### YOUR GOAL
Format the rows below as a JSON list of strings, with one string for each line and no blank lines. Include every row, and leave the pictures out.

- - - - - - -

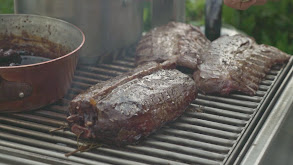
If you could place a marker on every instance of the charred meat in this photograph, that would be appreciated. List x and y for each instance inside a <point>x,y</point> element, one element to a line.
<point>175,41</point>
<point>235,63</point>
<point>126,109</point>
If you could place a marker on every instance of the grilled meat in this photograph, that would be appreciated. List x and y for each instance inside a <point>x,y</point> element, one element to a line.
<point>235,63</point>
<point>175,41</point>
<point>126,109</point>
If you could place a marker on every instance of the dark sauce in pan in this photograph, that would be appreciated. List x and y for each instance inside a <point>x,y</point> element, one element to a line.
<point>12,57</point>
<point>28,49</point>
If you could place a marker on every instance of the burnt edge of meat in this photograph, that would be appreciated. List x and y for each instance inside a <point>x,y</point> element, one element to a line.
<point>175,41</point>
<point>88,117</point>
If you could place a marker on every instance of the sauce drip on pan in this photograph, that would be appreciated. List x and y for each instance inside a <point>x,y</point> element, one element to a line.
<point>12,57</point>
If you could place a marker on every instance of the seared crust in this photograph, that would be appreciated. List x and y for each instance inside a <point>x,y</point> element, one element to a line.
<point>133,109</point>
<point>235,63</point>
<point>177,41</point>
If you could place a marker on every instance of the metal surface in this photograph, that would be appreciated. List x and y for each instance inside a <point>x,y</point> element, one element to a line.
<point>213,19</point>
<point>207,133</point>
<point>108,24</point>
<point>273,144</point>
<point>39,84</point>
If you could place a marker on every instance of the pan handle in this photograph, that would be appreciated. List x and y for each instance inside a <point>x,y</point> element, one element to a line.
<point>12,91</point>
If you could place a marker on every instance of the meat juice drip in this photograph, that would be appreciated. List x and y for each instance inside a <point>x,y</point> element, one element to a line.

- - - - - - -

### CORRECT OUTPUT
[
  "If you could place a marker on every instance of the charred meat in this photograph, that would be appreciated. List x and y for each instance inside a <point>x,y</point> element, one element to a line.",
  "<point>175,41</point>",
  "<point>235,63</point>",
  "<point>126,109</point>",
  "If you could place a marker on every instance of the grilled meat in this photograph, that would be appreciated. List x and y for each instance inside a <point>x,y</point> element, one element to a line.",
  "<point>235,63</point>",
  "<point>175,41</point>",
  "<point>126,109</point>",
  "If you could place a marker on every instance of the dark sauce in pan in this photograph, that would be appreciated. List x and y for each instance inside a <point>x,y</point> element, one element to a line.",
  "<point>12,57</point>",
  "<point>28,49</point>",
  "If you could place a marker on every instance of the burnt edge of meat in this photograph, that would be appreciated. List x and y for each instance inside a <point>x,y</point> element, one element to a line.",
  "<point>175,41</point>",
  "<point>88,117</point>",
  "If you could place a marker on every instance of the sauce drip on pan in this photograph, that would be appreciated. List x and y for each instance inside a <point>x,y</point> element, one element to a line.",
  "<point>12,57</point>",
  "If you could place a marker on every instance of the seared crust in this photograph, that would be appreciated. List x and y for each instance inside a <point>x,y</point> element, one element to a line.",
  "<point>133,109</point>",
  "<point>235,63</point>",
  "<point>177,41</point>",
  "If you could place a marker on every instance of the metal surface in this photograph, that would be appreciated. List x and y for each instance inside a <point>x,y</point> element, one element to a line.",
  "<point>213,19</point>",
  "<point>207,133</point>",
  "<point>108,24</point>",
  "<point>273,144</point>",
  "<point>39,84</point>",
  "If you could place a marker on every instance of the pan handle in this photograph, that would be appreciated. List x and y for each instance inside a <point>x,y</point> element, one element to a line.",
  "<point>12,91</point>",
  "If you could place a marker on every instance of the meat juice drip in this photograph, that would be appreciated. List x and y for each instance inside a <point>x,y</point> element, one element to a line."
]